TAREA ASIGNADA 1: Transcribe del fragmento sobre la casa de Manolo y Elvireta el tramo que empieza con "Tiempos de Revolución: social, sexual, artística, cultural…" y sigue hasta "de la ciudad.", sin alterar nada.
TAREA ASIGNADA 2:
Responde con el fragmento sobre la casa de Manolo y Elvireta:
(a) ¿Quién diseñó el piso de Hilarión Eslava?
(b) ¿En qué ciudad estaba la casa encaramada a la hoz del Júcar?
(c) ¿Qué película se estrenó en España la tarde en que fueron juntos a la Filmoteca?

FRAGMENTO:

※

La casa de Manolo y Elvireta en Madrid era el lugar perfecto para el desarrollo de la curiosidad intelectual de un joven de la época que, naturalmente, pretendía comerse el mundo. Bajo los techos abovedados del piso de Hilarión Eslava, diseñado por Antonio Fernández Alba (del que luego escuché brillantes lecciones en la Escuela de Arquitectura), pasé muchas tardes que me aliviaban del triste ambiente de las pensiones de estudiantes. Recuerdo, sobre todo, la librería con la colección de libros de arte y literatura que a mí me abrieron definitivamente el mundo de la cultura contemporánea.

Allí supe del Ulises de Joyce, del Contrapunto de Huxley, del Segundo sexo de Simone de Beauvoir, de la obra de Faulkner, de Marguerite Duras, de Humboldt, cuyo rigor científico y espíritu ilustrado tanto influyó en la obra de Manolo; allí conocí aquellas dos bizarras combinaciones de fotos y textos, Toreo de salón e Izas, rabizas y colipoterras, de Cela; infinidad de novelas y autores que hasta entonces yo desconocía. Las revistas que se amontonaban ordenadamente en la mesa baja del salón: revistas de arte (L’Oeil, Art Forum, creo recordar), que yo ojeaba con avidez; la revista Casa de América (la revolución cubana en el horizonte) con las aportaciones de Cortázar, Vargas Llosa (¡ay, cómo pasa el tiempo!), García Marquez; las clandestinas publicaciones de Ruedo Ibérico, en las que Manolo solía participar con expresivas ilustraciones.

Tiempos de Revolución: social, sexual, artística, cultural… La Realidad saltando por los aires en nuestra ardiente imaginación y en nuestro deseo.

Recuerdos de los personajes que pasaron por aquella casa y que mi apocamiento provinciano (que diría Muñoz Molina), y mi paralizante timidez impidieron que les conociera más a fondo: el pintor Lucio Muñoz, el crítico José María Moreno Galván, el neurólogo Alberto Portera,… Las visitas a casa de Martín Chirino en San Sebastián de los Reyes. Y aquella casa inolvidable de Cuenca, encaramada a la hoz del Júcar, con la colección de preciosos juguetes populares y los paseos otoñales por los alrededores de la ciudad.

Eva Millares Escobio, una de las hijas del artista. | LP/DLP

Los retazos imprecisos de la memoria me vienen como fragmentos más o menos nítidos. Su alergia instintiva hacia el gusto y las convenciones burguesas, sus comentarios críticos sobre la frivolidad y la complaciente ironía del Pop Art con la emergente sociedad del consumo masivo; su desagrado por una postal de Juan Genovés con la consabida multitud de hormigas humanas huyendo, que yo le había llevado para recaudar dinero para alguna causa política; la tarde de cine que pasamos juntos cuando le llevé a la Filmoteca al estreno en España de la inquietante y bellísima Freaks, de Tod Browning, que le hizo confesarme su secreto deseo de haber hecho cine, y la tarde que me llevó al aeropuerto para comprar urgentemente un billete a Las Palmas cuando falleció repentinamente mi padre a los 46 años.

※

[Datos recopilados]

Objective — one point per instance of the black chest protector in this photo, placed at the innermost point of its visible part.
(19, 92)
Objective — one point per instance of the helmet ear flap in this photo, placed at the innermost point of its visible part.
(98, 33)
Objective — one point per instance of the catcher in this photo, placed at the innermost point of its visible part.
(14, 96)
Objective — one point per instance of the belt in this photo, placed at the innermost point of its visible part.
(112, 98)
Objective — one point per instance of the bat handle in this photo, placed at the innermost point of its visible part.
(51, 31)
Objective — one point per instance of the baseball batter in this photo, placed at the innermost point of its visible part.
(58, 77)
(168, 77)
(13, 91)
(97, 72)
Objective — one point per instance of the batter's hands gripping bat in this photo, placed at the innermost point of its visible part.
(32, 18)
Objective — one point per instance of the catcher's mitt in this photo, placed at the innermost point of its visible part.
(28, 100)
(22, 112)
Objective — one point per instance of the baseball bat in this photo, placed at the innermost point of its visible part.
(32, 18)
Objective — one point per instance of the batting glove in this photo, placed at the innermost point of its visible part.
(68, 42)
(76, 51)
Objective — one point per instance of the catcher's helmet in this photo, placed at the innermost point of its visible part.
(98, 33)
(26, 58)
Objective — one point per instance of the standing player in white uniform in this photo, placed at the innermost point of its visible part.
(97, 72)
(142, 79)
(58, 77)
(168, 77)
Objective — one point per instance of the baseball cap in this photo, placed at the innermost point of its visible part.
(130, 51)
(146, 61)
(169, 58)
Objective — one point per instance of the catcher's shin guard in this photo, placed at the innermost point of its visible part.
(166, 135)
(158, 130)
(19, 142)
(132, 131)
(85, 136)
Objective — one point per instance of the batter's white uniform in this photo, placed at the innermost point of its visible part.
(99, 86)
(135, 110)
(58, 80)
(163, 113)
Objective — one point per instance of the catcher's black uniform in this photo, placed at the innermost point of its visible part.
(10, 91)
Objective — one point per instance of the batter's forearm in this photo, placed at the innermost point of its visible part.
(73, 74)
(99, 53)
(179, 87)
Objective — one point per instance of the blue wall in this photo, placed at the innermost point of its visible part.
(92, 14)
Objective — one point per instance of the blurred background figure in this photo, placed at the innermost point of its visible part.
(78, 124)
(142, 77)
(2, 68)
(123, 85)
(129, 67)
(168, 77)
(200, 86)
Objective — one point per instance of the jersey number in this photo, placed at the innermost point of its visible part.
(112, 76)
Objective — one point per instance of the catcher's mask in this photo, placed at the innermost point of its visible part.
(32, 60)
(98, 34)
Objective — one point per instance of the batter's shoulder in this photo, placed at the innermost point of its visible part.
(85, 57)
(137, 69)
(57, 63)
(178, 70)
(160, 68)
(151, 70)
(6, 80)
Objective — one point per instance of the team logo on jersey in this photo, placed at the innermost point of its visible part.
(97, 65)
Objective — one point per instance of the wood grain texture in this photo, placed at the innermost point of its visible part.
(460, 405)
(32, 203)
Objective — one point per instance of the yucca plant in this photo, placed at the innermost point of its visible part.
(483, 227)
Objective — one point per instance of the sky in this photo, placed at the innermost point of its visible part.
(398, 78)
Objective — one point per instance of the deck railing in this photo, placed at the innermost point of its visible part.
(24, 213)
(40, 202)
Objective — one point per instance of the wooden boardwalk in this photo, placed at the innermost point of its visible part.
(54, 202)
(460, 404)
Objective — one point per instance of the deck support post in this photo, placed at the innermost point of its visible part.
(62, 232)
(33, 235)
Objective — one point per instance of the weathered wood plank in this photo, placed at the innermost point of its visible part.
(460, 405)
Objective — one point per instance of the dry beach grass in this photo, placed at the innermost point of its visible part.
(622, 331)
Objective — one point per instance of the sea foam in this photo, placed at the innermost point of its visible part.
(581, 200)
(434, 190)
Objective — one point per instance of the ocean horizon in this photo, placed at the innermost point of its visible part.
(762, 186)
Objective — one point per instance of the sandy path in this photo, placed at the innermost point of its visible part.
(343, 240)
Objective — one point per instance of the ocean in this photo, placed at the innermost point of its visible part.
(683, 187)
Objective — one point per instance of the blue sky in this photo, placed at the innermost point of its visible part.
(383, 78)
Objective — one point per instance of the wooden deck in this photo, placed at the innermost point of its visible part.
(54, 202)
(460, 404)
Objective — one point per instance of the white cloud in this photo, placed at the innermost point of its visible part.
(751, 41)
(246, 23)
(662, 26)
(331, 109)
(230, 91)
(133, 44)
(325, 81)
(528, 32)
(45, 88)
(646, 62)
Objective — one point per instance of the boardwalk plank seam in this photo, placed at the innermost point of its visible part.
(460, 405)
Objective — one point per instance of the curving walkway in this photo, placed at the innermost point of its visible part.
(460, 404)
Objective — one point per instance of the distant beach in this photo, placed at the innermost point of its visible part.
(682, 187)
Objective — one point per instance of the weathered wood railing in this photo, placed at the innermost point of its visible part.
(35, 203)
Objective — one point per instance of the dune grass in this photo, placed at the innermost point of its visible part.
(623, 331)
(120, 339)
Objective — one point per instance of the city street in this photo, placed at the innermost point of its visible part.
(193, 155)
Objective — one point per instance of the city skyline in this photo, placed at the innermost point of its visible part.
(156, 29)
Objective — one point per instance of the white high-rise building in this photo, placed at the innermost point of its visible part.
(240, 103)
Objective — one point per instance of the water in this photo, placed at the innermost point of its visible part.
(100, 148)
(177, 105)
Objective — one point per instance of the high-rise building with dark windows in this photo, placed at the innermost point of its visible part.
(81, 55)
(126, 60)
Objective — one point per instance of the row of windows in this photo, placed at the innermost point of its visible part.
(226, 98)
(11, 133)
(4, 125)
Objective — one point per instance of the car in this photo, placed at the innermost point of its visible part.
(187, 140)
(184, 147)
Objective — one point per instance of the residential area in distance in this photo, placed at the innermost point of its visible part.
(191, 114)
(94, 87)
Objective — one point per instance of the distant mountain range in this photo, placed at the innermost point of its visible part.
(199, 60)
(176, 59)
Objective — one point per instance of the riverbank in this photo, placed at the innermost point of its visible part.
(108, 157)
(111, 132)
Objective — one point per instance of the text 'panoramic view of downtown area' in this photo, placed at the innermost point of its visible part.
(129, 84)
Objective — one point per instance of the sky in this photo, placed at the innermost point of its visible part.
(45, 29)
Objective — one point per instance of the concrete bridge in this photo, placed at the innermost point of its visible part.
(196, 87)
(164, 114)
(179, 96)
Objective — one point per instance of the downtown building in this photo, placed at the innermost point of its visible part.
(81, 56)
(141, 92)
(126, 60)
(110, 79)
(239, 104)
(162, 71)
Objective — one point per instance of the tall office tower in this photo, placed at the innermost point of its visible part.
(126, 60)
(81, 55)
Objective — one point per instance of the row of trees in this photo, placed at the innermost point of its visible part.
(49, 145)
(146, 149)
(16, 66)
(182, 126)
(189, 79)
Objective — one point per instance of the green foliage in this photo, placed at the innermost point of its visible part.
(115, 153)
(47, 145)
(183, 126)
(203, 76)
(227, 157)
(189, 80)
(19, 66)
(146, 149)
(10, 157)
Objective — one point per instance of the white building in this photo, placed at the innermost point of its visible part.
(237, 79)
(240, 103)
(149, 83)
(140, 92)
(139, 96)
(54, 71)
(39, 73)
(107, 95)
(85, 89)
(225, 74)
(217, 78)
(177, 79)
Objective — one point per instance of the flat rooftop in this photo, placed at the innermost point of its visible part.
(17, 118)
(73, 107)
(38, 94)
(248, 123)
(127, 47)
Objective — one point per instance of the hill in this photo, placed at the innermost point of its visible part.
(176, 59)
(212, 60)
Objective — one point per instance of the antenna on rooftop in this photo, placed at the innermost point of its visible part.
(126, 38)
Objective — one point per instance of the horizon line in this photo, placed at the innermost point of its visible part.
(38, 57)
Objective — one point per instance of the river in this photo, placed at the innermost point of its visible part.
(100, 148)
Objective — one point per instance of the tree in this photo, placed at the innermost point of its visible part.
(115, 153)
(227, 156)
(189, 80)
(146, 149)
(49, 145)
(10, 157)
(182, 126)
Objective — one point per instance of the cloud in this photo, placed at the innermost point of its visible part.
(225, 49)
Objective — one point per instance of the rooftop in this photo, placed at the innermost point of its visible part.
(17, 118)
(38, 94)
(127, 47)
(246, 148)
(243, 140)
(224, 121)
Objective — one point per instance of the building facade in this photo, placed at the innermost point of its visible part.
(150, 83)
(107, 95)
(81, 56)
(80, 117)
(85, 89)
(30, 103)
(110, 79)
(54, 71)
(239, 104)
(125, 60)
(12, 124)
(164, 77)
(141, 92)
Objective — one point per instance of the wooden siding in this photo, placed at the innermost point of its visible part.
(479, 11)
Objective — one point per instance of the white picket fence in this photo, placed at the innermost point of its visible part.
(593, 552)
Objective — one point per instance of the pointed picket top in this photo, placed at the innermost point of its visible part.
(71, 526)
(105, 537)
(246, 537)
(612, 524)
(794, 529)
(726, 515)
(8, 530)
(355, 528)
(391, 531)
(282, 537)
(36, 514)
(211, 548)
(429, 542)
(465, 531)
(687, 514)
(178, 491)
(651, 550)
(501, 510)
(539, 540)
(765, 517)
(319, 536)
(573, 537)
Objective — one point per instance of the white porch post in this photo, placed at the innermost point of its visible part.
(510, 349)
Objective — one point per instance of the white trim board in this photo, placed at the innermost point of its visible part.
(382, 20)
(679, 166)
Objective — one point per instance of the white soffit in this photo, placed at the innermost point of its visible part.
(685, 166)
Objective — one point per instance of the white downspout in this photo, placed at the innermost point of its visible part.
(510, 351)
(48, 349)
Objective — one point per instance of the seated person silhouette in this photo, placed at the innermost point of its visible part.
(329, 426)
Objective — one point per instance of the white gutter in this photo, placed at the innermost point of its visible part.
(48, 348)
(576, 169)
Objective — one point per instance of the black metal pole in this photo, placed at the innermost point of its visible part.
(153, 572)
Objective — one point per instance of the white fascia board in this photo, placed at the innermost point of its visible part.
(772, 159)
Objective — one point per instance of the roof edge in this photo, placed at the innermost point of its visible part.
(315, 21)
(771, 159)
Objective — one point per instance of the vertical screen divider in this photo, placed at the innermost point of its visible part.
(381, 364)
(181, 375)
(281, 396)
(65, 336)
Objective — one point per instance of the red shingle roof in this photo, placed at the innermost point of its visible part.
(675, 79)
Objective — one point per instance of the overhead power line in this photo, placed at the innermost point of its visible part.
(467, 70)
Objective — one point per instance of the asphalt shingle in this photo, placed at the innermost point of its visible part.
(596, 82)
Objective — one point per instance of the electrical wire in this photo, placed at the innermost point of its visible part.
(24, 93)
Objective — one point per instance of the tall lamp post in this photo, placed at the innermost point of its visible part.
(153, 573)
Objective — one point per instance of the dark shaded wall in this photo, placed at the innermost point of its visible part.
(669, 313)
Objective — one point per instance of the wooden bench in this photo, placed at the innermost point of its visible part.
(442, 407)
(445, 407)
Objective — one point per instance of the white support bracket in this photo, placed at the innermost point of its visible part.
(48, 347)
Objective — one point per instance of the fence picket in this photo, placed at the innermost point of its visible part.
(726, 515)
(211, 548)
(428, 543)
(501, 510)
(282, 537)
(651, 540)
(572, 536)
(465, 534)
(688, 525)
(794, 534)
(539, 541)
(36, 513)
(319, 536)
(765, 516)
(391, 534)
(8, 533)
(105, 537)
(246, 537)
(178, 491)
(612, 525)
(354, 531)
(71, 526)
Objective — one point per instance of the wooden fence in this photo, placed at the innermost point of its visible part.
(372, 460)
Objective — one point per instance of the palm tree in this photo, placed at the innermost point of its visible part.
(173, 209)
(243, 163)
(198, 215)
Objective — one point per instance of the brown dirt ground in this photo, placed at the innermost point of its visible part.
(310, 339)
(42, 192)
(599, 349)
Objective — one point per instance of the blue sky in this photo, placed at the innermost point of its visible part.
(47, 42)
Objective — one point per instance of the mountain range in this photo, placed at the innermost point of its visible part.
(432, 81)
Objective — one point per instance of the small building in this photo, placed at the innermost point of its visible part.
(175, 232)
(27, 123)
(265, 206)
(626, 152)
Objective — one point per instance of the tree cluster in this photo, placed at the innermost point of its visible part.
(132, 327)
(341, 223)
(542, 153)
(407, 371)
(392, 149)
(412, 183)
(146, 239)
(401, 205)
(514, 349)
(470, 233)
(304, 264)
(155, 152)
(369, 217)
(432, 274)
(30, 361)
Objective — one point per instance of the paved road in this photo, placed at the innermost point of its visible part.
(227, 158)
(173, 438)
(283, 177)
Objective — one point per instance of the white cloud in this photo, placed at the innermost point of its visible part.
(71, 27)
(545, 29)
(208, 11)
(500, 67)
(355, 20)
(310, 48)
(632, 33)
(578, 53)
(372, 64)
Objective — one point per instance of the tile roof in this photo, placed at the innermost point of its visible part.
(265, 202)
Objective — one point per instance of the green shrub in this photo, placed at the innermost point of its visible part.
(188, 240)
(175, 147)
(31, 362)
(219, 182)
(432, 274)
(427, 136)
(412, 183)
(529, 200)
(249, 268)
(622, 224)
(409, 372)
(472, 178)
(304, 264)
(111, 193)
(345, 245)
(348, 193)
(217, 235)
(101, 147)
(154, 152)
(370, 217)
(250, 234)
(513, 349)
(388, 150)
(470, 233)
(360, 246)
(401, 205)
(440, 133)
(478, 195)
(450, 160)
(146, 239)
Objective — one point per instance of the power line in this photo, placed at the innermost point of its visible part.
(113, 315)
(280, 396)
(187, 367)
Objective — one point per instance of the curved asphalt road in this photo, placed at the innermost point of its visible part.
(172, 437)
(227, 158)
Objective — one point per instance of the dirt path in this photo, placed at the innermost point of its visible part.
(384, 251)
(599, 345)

※

RESULTADO 1:
Tiempos de Revolución: social, sexual, artística, cultural… La Realidad saltando por los aires en nuestra ardiente imaginación y en nuestro deseo.

Recuerdos de los personajes que pasaron por aquella casa y que mi apocamiento provinciano (que diría Muñoz Molina), y mi paralizante timidez impidieron que les conociera más a fondo: el pintor Lucio Muñoz, el crítico José María Moreno Galván, el neurólogo Alberto Portera,… Las visitas a casa de Martín Chirino en San Sebastián de los Reyes. Y aquella casa inolvidable de Cuenca, encaramada a la hoz del Júcar, con la colección de preciosos juguetes populares y los paseos otoñales por los alrededores de la ciudad.

RESULTADO 2:
(a) Antonio Fernández Alba.
(b) En Cuenca.
(c) Freaks, de Tod Browning.